Brief: Begin with the line below holding "Target: green grass pitch" and go on through the line holding "x=71, y=300", duplicating each line exactly and leaving out pictures.

Region pointing data:
* * * * * * * * *

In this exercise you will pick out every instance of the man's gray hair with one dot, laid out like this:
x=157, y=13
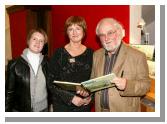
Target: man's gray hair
x=117, y=24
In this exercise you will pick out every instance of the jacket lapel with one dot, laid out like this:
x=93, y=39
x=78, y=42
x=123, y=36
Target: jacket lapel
x=120, y=59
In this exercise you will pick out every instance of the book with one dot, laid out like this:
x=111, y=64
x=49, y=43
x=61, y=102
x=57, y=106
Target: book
x=91, y=85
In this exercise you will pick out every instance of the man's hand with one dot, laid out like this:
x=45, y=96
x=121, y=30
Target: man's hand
x=120, y=83
x=78, y=101
x=81, y=91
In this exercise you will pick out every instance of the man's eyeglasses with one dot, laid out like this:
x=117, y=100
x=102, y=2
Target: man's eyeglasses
x=109, y=34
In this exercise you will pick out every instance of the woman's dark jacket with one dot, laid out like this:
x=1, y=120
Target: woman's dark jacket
x=17, y=87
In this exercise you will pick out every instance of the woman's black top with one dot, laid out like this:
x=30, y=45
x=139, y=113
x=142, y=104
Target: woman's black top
x=64, y=67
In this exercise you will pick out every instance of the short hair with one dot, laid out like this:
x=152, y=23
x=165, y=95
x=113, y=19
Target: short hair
x=75, y=20
x=113, y=21
x=41, y=31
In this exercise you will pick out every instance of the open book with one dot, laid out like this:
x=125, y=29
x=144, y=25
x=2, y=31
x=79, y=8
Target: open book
x=91, y=85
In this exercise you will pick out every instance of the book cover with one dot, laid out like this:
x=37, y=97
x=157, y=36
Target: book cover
x=91, y=85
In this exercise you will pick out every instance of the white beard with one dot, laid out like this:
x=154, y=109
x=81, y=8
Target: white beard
x=109, y=47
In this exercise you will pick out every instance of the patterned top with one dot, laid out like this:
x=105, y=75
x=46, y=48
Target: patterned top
x=65, y=67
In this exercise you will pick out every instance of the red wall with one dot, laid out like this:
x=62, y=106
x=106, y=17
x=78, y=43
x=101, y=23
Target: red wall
x=92, y=14
x=18, y=32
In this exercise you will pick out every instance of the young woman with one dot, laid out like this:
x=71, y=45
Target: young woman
x=26, y=86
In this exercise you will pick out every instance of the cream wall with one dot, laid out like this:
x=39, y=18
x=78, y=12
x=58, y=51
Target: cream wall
x=8, y=52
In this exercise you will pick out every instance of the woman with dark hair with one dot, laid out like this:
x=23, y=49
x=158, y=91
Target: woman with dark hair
x=26, y=83
x=72, y=63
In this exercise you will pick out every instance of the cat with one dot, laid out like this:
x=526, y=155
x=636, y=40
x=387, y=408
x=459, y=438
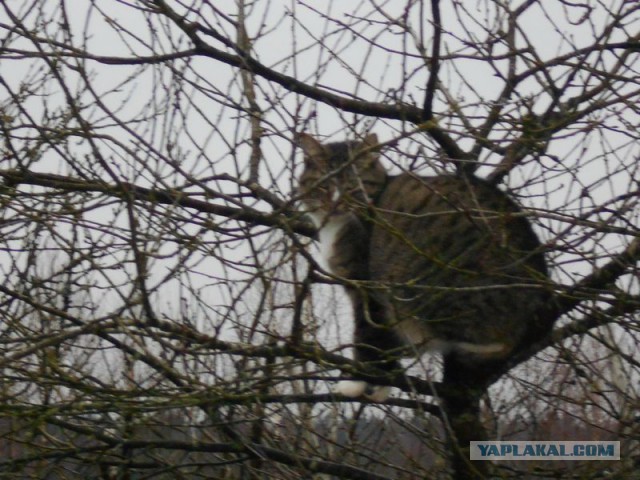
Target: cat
x=446, y=263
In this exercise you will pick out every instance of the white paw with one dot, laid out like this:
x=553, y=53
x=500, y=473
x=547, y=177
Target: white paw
x=355, y=389
x=349, y=388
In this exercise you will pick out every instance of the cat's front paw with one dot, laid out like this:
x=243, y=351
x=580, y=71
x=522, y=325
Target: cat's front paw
x=355, y=389
x=350, y=388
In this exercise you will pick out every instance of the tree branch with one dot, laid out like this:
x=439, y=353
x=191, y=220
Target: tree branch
x=285, y=220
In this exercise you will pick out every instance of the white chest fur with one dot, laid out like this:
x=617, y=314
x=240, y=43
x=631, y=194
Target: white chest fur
x=329, y=226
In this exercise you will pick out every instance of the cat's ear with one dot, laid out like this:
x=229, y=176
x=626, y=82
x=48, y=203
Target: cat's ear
x=311, y=147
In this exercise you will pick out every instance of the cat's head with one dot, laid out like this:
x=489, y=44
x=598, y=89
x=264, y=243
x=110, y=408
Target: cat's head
x=339, y=176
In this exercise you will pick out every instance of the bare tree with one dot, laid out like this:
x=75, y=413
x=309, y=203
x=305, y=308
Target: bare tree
x=162, y=315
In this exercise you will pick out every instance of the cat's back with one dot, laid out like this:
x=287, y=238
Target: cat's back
x=453, y=220
x=457, y=253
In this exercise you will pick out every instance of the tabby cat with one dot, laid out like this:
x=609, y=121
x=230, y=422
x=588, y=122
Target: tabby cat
x=444, y=263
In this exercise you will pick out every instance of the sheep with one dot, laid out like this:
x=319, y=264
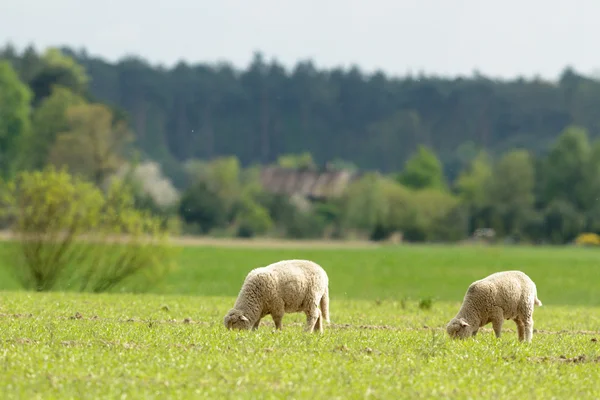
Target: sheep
x=500, y=296
x=286, y=286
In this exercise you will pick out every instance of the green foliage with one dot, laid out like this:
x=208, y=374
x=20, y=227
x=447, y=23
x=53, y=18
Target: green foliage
x=296, y=161
x=473, y=181
x=145, y=346
x=94, y=145
x=50, y=119
x=423, y=170
x=14, y=118
x=434, y=217
x=55, y=68
x=68, y=230
x=202, y=207
x=510, y=191
x=152, y=346
x=252, y=219
x=564, y=169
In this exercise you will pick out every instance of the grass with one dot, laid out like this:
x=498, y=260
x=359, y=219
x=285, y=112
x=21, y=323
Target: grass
x=389, y=307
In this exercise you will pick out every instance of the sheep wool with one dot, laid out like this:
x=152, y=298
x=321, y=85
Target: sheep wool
x=287, y=286
x=500, y=296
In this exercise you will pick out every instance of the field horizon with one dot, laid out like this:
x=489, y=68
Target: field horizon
x=389, y=308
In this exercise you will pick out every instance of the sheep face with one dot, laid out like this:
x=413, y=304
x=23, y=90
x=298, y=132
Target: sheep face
x=458, y=328
x=236, y=320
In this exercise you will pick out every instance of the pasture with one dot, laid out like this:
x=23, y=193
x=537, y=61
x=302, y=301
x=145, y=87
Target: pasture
x=389, y=306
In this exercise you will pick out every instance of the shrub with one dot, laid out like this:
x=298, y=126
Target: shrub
x=67, y=230
x=587, y=239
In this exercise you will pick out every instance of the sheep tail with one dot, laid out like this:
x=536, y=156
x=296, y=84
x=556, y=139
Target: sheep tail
x=325, y=305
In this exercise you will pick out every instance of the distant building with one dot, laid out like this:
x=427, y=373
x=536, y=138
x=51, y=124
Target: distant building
x=310, y=184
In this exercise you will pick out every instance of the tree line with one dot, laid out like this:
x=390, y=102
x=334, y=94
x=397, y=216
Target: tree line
x=446, y=156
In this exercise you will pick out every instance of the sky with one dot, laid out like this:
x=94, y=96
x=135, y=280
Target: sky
x=500, y=39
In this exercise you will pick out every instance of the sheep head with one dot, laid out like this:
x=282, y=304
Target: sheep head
x=459, y=328
x=235, y=319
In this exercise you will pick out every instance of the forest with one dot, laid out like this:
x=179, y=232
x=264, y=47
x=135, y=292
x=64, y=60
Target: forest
x=434, y=159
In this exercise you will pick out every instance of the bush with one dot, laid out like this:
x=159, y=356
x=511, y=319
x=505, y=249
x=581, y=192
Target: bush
x=202, y=207
x=588, y=239
x=68, y=231
x=252, y=218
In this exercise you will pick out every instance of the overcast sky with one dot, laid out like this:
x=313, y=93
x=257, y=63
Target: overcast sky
x=446, y=37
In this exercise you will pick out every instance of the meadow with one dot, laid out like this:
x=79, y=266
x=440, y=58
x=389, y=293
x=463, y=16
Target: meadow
x=389, y=306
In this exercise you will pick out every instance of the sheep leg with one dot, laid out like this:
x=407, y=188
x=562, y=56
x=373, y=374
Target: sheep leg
x=277, y=318
x=520, y=328
x=497, y=321
x=318, y=328
x=312, y=316
x=528, y=329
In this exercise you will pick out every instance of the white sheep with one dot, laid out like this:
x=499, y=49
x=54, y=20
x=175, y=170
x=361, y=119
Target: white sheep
x=286, y=286
x=500, y=296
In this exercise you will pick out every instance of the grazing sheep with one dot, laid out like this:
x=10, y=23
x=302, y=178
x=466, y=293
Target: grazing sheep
x=287, y=286
x=500, y=296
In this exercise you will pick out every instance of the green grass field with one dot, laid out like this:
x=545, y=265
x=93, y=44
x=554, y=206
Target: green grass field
x=381, y=344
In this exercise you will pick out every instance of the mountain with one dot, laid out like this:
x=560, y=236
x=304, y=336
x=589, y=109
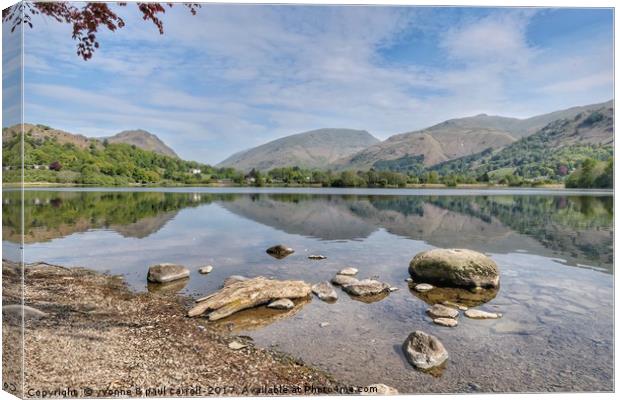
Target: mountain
x=561, y=144
x=313, y=149
x=453, y=139
x=144, y=140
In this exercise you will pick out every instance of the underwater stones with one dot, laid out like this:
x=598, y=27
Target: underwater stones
x=479, y=314
x=366, y=287
x=325, y=291
x=441, y=311
x=424, y=351
x=281, y=304
x=349, y=271
x=246, y=294
x=423, y=287
x=206, y=269
x=449, y=322
x=165, y=272
x=342, y=280
x=280, y=251
x=455, y=268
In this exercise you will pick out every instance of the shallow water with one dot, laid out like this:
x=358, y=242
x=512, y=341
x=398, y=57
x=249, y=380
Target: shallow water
x=554, y=249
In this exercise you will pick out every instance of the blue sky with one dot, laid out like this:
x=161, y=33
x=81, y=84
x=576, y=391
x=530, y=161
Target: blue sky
x=236, y=76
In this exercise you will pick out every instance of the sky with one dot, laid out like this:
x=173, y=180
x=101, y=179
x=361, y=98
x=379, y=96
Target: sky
x=236, y=76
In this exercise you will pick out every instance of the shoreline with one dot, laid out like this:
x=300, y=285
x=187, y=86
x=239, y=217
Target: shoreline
x=100, y=335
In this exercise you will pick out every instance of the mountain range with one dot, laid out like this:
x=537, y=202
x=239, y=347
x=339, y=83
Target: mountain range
x=341, y=149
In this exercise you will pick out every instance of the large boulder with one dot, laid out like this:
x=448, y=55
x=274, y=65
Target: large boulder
x=279, y=251
x=246, y=294
x=455, y=268
x=162, y=273
x=424, y=351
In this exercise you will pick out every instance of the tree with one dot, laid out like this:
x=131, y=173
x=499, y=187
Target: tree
x=85, y=18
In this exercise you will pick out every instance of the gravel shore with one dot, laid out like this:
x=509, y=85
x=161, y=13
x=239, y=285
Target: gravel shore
x=100, y=339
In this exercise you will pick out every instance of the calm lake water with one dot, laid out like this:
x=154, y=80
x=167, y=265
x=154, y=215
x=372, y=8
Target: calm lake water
x=554, y=250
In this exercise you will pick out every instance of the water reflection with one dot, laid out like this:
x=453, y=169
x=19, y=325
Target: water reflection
x=577, y=229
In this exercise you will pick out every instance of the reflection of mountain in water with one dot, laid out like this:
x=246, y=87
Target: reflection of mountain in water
x=578, y=229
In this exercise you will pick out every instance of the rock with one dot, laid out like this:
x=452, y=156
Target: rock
x=379, y=389
x=441, y=311
x=281, y=304
x=455, y=268
x=16, y=311
x=423, y=287
x=325, y=291
x=449, y=322
x=349, y=271
x=280, y=251
x=455, y=305
x=342, y=280
x=479, y=314
x=234, y=345
x=424, y=351
x=234, y=279
x=247, y=294
x=162, y=273
x=366, y=287
x=206, y=269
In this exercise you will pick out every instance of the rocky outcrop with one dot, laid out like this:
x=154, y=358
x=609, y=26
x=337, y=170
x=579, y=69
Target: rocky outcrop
x=455, y=268
x=424, y=351
x=279, y=251
x=162, y=273
x=247, y=294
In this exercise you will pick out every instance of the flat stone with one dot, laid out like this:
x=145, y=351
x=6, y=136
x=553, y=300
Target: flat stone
x=206, y=269
x=366, y=287
x=424, y=351
x=342, y=280
x=325, y=291
x=441, y=311
x=479, y=314
x=281, y=304
x=280, y=251
x=235, y=345
x=162, y=273
x=379, y=389
x=449, y=322
x=423, y=287
x=350, y=271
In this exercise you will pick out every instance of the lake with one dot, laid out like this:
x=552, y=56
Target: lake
x=554, y=250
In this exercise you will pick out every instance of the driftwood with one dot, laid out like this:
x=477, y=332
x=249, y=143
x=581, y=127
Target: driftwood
x=247, y=294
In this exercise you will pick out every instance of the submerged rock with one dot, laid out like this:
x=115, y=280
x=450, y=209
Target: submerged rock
x=206, y=269
x=455, y=267
x=449, y=322
x=247, y=294
x=234, y=279
x=342, y=280
x=366, y=287
x=279, y=251
x=349, y=271
x=479, y=314
x=423, y=287
x=325, y=291
x=379, y=389
x=441, y=311
x=281, y=304
x=424, y=351
x=162, y=273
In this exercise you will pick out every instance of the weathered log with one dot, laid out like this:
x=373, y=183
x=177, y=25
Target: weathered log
x=247, y=294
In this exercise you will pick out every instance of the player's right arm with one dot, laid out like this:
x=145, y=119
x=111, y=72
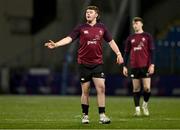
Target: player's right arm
x=51, y=44
x=126, y=56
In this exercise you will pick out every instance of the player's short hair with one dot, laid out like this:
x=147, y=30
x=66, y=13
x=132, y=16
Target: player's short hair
x=135, y=19
x=95, y=8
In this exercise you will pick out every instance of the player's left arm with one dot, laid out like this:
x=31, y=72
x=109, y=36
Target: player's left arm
x=151, y=68
x=116, y=50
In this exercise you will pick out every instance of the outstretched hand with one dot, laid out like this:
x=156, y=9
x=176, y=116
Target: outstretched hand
x=50, y=44
x=119, y=59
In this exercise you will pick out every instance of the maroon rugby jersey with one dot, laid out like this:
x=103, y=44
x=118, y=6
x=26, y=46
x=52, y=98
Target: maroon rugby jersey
x=90, y=42
x=139, y=46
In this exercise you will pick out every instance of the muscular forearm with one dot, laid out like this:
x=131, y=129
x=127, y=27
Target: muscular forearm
x=63, y=41
x=114, y=47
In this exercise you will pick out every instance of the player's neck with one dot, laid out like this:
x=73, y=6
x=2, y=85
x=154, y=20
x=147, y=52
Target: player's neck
x=92, y=23
x=139, y=31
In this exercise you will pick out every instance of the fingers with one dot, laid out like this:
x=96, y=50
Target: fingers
x=119, y=60
x=46, y=44
x=51, y=41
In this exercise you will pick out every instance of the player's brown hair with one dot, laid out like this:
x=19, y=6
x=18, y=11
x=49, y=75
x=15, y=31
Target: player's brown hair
x=135, y=19
x=96, y=9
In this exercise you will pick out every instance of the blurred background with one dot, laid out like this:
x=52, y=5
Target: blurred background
x=27, y=67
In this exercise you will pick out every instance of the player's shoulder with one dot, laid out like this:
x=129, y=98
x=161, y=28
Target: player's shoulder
x=100, y=24
x=147, y=34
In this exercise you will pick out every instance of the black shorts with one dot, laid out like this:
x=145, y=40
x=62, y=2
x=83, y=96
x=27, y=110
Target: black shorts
x=87, y=72
x=137, y=73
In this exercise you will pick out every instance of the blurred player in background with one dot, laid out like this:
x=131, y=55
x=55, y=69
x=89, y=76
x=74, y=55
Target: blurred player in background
x=90, y=60
x=140, y=47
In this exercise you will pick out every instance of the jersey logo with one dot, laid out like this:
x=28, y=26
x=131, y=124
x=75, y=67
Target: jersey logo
x=101, y=32
x=86, y=32
x=143, y=39
x=133, y=40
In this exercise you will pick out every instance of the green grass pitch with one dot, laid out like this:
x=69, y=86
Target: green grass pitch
x=64, y=112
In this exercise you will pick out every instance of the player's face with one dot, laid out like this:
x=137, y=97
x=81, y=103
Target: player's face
x=91, y=15
x=137, y=26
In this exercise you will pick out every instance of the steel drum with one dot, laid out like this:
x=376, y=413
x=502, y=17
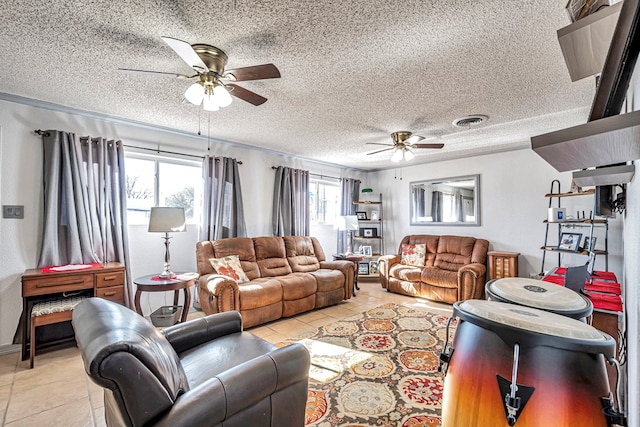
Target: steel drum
x=517, y=365
x=541, y=295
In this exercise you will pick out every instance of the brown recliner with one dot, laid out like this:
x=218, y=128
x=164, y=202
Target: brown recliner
x=204, y=372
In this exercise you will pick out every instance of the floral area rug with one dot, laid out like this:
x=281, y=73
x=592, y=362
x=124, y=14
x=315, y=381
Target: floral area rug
x=378, y=368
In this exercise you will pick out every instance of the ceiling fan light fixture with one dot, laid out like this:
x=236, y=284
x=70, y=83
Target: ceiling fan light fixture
x=222, y=97
x=396, y=156
x=210, y=103
x=195, y=93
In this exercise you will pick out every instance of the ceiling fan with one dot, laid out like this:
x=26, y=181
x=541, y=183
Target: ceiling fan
x=403, y=143
x=215, y=85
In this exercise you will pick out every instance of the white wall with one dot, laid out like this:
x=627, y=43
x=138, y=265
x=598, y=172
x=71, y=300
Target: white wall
x=21, y=184
x=632, y=298
x=513, y=207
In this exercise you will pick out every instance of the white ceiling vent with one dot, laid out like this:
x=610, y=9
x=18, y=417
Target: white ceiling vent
x=469, y=121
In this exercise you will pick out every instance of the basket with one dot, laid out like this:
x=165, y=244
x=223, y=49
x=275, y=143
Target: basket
x=167, y=315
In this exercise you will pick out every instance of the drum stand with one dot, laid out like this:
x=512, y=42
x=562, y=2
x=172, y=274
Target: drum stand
x=615, y=416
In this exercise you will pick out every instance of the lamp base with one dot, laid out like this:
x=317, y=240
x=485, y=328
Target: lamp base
x=167, y=274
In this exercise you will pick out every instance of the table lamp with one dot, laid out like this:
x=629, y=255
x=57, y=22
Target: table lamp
x=166, y=220
x=348, y=223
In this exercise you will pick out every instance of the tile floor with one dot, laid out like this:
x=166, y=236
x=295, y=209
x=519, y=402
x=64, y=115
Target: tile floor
x=57, y=392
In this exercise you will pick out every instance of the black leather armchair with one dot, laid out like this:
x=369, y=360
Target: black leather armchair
x=204, y=372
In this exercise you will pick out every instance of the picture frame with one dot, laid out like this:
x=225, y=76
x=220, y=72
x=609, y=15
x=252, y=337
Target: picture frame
x=589, y=245
x=569, y=242
x=369, y=232
x=373, y=267
x=363, y=268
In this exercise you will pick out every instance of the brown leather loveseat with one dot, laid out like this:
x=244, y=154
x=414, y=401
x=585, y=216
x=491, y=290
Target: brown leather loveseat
x=450, y=269
x=284, y=276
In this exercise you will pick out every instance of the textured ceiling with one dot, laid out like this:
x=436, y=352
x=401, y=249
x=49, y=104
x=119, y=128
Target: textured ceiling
x=352, y=72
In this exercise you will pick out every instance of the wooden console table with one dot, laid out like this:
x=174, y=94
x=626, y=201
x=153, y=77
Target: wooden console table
x=106, y=282
x=503, y=264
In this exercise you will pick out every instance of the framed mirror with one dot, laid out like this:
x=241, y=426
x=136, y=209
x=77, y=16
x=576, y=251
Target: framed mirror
x=446, y=201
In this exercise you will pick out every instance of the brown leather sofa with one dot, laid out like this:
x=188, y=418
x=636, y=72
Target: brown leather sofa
x=287, y=275
x=204, y=372
x=454, y=269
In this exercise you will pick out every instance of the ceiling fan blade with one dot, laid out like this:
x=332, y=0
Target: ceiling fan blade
x=246, y=95
x=413, y=139
x=434, y=145
x=186, y=52
x=154, y=73
x=256, y=72
x=380, y=151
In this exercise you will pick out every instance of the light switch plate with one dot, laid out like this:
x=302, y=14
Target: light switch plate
x=13, y=211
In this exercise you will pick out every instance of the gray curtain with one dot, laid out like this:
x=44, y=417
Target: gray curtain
x=85, y=202
x=419, y=202
x=458, y=207
x=291, y=202
x=223, y=211
x=349, y=191
x=436, y=206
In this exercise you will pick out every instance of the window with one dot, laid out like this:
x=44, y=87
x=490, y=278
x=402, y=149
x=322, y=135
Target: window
x=158, y=181
x=324, y=201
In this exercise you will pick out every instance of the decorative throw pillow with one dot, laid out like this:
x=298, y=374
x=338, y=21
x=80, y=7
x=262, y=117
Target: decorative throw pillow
x=229, y=266
x=414, y=254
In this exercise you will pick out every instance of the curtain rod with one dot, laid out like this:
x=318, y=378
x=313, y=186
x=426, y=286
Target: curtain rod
x=315, y=174
x=156, y=150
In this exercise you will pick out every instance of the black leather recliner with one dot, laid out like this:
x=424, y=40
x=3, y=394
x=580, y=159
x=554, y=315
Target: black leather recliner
x=204, y=372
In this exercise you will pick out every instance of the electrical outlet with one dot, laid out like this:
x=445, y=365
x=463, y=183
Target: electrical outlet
x=13, y=211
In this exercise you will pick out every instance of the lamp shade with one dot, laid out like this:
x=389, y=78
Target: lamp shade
x=165, y=220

* * * * * * * * *

Answer space:
Target: green grass pitch
x=64, y=112
In this exercise you will pick out every instance of the player's face with one dot, laid out like this:
x=137, y=97
x=81, y=103
Target: player's face
x=91, y=15
x=137, y=26
In this exercise you will pick out every instance of the steel drum with one dot, laid out like this:
x=376, y=413
x=502, y=17
Target: steel drum
x=517, y=365
x=541, y=295
In this exercise you will pick out every instance of the brown recliner with one dot, laid out like this:
x=218, y=128
x=164, y=202
Target: brown recliner
x=204, y=372
In this exercise you will pick out every instance of the floral area rug with one dot, laid out like this:
x=281, y=73
x=592, y=362
x=124, y=14
x=315, y=381
Target: floral area rug
x=378, y=368
In this exercise you will pick out every instance of the ceiling fan light fixture with one dot, laid out like this:
x=236, y=284
x=70, y=83
Target: ceiling fan light fixture
x=222, y=97
x=396, y=156
x=210, y=103
x=195, y=93
In this exercise you will pick out every instance of the ceiling fan with one dot, laid out like this:
x=26, y=181
x=541, y=183
Target: ceiling fan
x=403, y=143
x=215, y=85
In this exercise you will pick out every instance of the white wall with one dot, laid out like this:
x=627, y=43
x=138, y=265
x=598, y=172
x=71, y=300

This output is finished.